Travail demandé
Selon l'extrait, quel jour a eu lieu la journée de travail racontée ?

Extrait du texte
※ ※ ※

Le jour où j’ai tué mon père !

Il n’y aura pas de bilan de fin d’année.

Il n’y aura pas non plus de décompte de mes accomplissements, de mes déceptions ou de mes échecs de l’année écoulée.

Il y a cependant bien un évènement que je retiens et qui constitue une immense victoire sur ma vie.

Cette année … j’ai tué mon père…

Je ne reviendrai pas au cours de cet article sur ce qui s’est passé et pourquoi la symbolique de “tuer mon père “ est pertinente.

Pourquoi … parce que j’ai pris la décision, et j’espère pouvoir mener cette action aussi longtemps que possible, de fermer cette page douloureuse, invalidante et troublante de mon parcours.

Avant, je souhaite tout de même revenir sur ce qui s’est déroulé.

C’était une journée habituelle de travail, à un détail près, que nous étions le jour de la Saint Audrey … donc le 23 juin !

Je sors déjeuner … il fait beau et je prévois de passer ma pause assise à une terrasse que j’affectionne.

Je m’y rends, je trouve la table parfaite installée au soleil et je commande.

※ ※ ※

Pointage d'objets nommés
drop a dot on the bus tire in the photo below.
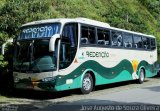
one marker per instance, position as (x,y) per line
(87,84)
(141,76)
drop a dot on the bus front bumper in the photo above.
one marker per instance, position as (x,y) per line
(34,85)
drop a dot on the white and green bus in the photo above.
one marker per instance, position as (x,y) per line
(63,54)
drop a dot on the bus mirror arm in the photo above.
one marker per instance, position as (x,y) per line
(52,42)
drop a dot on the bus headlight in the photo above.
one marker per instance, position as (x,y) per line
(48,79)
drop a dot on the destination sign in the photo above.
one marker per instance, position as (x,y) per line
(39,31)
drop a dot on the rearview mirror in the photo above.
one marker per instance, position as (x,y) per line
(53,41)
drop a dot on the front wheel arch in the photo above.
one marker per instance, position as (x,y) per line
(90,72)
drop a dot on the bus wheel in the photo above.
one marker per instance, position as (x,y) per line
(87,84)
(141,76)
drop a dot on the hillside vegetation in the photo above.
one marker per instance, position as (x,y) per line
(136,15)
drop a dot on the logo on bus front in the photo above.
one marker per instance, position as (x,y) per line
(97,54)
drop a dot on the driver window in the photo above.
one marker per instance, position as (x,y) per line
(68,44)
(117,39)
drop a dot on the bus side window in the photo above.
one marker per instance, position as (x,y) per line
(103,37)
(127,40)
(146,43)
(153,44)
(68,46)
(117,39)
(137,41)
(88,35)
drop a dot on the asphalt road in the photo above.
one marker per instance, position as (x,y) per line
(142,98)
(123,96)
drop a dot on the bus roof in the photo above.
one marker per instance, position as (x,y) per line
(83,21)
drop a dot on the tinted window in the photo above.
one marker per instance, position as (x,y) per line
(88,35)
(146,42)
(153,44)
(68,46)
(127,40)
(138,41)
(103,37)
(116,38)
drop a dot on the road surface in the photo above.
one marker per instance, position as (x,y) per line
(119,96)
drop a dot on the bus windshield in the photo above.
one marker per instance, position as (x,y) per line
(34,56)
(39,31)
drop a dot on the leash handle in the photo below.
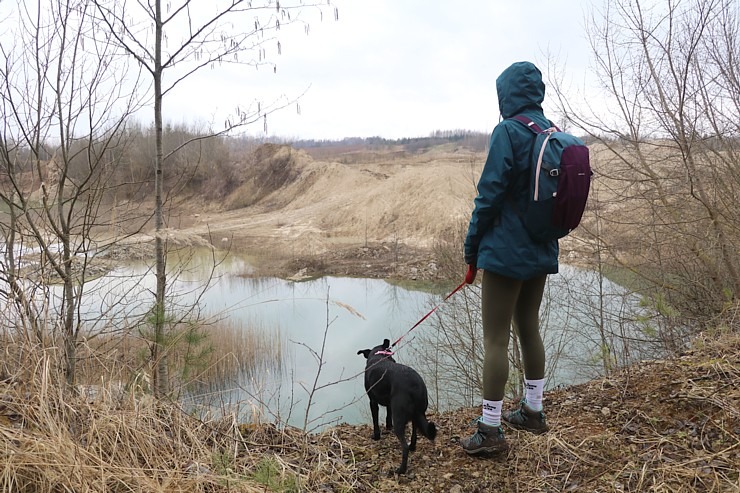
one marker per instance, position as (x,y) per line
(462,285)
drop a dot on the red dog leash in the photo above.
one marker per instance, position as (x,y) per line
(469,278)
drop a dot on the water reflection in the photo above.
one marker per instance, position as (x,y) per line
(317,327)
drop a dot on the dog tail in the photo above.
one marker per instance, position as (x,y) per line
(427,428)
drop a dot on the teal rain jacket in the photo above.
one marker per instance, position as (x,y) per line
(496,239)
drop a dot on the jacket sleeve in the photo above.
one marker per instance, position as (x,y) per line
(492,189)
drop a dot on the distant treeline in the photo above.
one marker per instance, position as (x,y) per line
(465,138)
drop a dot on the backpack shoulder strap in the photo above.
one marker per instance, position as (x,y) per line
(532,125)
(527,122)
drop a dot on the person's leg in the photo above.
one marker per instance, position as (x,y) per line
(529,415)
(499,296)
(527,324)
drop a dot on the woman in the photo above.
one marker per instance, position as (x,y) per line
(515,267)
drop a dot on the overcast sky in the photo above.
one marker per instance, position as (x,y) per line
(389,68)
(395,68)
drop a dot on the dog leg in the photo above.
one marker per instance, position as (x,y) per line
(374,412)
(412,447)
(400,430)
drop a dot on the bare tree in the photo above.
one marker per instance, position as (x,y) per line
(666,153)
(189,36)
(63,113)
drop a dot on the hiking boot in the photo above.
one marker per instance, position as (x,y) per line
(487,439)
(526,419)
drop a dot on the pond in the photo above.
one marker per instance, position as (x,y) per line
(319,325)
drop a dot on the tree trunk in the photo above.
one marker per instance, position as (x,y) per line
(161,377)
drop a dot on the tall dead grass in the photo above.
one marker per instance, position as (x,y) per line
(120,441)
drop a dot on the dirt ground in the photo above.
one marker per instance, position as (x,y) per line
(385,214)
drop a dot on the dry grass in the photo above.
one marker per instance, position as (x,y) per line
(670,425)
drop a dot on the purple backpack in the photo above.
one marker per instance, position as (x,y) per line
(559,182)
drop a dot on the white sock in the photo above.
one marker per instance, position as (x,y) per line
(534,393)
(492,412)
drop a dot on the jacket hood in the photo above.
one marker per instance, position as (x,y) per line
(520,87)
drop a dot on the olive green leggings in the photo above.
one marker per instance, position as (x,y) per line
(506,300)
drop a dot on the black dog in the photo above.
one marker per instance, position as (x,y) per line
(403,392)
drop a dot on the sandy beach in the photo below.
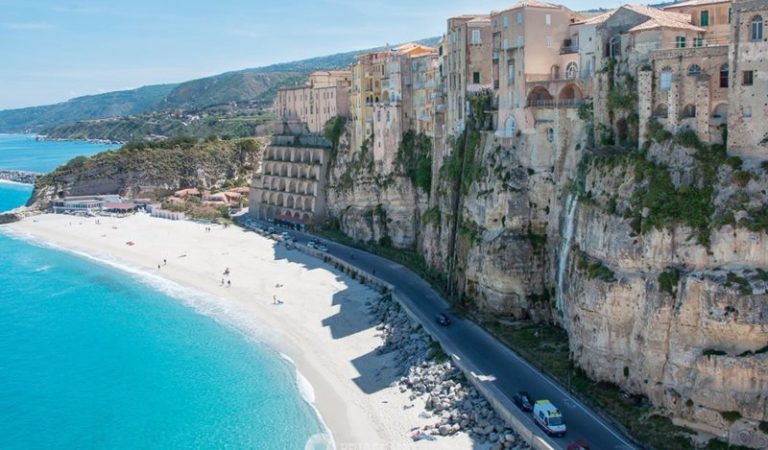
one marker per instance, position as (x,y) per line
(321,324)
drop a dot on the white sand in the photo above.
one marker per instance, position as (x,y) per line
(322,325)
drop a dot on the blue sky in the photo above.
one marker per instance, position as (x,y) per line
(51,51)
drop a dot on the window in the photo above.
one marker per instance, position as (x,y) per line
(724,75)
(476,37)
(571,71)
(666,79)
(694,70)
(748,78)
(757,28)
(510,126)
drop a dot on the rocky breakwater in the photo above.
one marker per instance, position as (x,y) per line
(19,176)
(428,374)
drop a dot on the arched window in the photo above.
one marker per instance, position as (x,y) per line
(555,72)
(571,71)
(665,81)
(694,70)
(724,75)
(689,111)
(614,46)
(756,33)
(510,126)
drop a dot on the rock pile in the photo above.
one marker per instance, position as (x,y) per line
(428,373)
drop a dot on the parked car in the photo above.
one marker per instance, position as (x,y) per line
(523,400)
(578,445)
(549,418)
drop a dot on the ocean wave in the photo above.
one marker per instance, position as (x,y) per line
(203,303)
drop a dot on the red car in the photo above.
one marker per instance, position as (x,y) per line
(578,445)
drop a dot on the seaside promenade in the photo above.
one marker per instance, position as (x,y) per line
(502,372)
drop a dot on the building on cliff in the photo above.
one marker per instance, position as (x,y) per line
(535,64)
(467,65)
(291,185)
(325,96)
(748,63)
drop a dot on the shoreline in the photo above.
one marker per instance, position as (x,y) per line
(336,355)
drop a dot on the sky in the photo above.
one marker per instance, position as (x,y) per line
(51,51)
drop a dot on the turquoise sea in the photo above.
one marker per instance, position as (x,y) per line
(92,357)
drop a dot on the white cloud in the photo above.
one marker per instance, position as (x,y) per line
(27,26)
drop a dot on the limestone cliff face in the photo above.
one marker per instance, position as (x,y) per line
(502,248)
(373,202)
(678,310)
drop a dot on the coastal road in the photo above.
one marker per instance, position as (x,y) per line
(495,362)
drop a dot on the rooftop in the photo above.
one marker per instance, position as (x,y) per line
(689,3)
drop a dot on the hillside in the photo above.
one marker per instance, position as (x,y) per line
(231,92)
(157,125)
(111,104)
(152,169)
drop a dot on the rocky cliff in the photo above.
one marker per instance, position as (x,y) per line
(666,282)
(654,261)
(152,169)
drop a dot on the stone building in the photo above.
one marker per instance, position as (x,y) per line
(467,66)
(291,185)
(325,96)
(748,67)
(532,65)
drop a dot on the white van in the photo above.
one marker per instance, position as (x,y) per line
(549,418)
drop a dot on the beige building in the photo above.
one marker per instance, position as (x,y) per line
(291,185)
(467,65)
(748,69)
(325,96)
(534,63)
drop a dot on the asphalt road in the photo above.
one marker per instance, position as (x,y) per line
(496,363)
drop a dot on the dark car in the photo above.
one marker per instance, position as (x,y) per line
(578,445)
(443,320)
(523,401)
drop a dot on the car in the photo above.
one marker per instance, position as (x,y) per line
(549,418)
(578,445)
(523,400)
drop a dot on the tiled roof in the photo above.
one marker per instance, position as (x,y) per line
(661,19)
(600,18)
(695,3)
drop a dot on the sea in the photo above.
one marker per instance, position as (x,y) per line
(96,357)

※ ※ ※

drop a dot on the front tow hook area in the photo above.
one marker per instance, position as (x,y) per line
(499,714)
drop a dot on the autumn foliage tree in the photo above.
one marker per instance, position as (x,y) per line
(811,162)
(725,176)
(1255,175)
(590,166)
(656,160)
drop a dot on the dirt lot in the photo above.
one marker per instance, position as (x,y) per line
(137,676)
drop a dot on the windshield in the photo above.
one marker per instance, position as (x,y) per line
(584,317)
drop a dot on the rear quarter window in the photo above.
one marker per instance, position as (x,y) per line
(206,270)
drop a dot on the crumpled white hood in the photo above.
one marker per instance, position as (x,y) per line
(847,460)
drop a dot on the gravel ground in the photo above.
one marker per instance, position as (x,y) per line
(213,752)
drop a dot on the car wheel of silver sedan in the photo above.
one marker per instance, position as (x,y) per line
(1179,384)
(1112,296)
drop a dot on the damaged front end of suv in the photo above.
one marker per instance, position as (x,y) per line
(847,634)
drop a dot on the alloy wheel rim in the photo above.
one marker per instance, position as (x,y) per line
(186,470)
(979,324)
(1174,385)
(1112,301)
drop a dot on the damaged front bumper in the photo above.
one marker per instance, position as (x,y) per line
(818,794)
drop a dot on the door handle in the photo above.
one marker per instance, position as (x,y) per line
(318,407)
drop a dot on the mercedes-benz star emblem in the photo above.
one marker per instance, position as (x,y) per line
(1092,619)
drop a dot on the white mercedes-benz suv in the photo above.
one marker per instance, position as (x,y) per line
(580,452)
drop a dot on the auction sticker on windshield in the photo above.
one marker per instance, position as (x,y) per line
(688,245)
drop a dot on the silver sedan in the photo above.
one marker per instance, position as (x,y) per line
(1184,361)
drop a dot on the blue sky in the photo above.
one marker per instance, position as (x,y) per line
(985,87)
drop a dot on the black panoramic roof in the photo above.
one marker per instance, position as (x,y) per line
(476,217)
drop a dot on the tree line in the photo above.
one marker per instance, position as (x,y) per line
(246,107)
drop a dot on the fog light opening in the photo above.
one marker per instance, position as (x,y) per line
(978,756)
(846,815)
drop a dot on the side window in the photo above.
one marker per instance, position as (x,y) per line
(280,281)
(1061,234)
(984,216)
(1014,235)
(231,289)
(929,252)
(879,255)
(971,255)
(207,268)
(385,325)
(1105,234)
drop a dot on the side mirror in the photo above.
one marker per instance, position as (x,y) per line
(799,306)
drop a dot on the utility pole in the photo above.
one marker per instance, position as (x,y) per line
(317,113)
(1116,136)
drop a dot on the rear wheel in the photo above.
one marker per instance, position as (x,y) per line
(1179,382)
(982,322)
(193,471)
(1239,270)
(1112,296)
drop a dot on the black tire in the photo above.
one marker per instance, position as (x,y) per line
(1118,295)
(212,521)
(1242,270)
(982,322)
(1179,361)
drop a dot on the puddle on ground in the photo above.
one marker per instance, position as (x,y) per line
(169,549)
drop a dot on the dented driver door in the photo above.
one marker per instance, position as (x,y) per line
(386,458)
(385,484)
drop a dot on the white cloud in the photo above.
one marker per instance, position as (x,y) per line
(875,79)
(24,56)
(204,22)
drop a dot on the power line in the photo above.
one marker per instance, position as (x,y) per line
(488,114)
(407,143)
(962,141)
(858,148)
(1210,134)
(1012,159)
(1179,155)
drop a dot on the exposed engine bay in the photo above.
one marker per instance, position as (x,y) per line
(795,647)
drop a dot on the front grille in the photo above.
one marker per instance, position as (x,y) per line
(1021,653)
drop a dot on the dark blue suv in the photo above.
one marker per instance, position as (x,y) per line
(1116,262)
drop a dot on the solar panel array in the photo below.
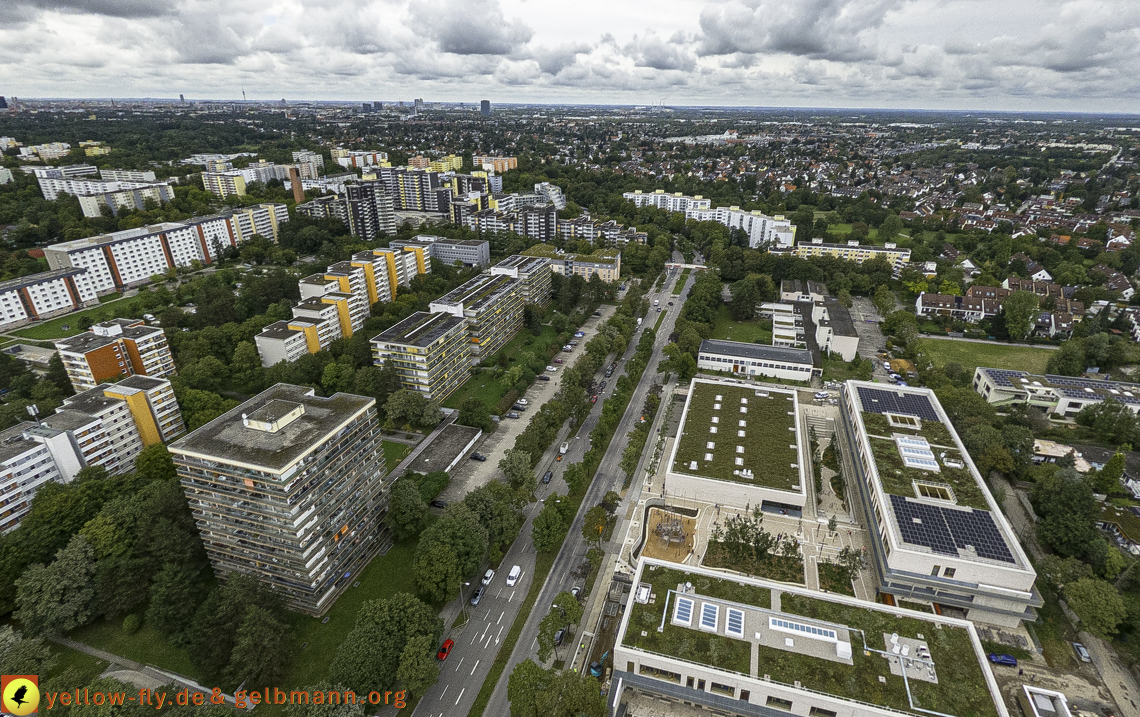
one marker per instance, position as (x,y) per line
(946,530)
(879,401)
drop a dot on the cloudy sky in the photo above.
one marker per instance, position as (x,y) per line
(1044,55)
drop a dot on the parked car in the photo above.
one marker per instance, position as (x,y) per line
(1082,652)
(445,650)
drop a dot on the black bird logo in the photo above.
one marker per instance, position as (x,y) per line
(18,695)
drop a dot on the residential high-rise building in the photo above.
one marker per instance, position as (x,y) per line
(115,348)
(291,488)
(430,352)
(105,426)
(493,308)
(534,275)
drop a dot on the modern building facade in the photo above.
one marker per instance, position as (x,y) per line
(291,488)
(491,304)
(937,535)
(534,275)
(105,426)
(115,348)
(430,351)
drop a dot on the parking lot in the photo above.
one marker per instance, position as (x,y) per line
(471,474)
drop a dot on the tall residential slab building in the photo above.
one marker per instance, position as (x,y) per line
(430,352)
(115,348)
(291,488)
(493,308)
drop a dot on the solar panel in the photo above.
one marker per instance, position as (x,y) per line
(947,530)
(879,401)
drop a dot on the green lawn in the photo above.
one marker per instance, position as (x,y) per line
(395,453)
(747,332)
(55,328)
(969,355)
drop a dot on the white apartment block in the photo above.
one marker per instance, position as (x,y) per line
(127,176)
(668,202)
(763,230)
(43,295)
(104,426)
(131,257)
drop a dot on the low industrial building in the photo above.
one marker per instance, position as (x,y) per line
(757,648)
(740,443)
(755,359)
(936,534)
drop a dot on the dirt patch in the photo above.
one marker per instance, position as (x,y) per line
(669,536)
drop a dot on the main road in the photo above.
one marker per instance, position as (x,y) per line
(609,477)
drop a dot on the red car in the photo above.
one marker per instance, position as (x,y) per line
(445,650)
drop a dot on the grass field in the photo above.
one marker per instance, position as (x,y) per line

※ ※ ※

Résultat obtenu
Le 23 juin, jour de la Saint Audrey.